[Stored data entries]
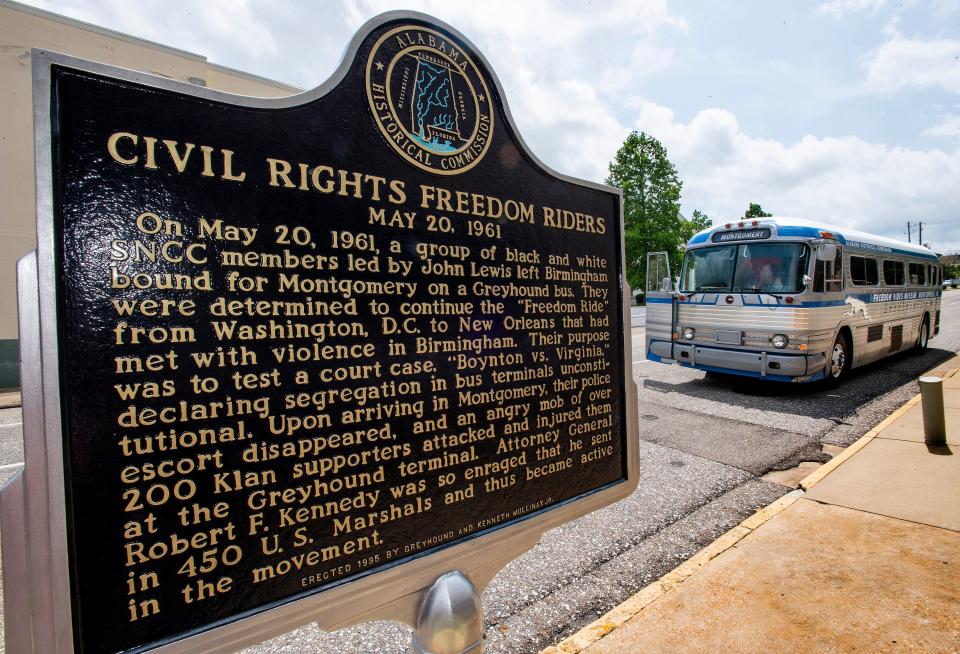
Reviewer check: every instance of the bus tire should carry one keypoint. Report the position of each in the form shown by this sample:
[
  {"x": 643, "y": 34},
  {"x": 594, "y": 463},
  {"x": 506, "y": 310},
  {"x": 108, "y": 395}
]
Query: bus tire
[
  {"x": 923, "y": 338},
  {"x": 838, "y": 363}
]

Exercise: None of the pictures should appear; repeat the records exactly otherwise.

Exercise result:
Reviewer check: every instance of the bus tire should carry one keypoint. Report the position of each in the form shown by this sample:
[
  {"x": 643, "y": 34},
  {"x": 594, "y": 463},
  {"x": 506, "y": 310},
  {"x": 108, "y": 395}
]
Query: bus tire
[
  {"x": 923, "y": 338},
  {"x": 838, "y": 363}
]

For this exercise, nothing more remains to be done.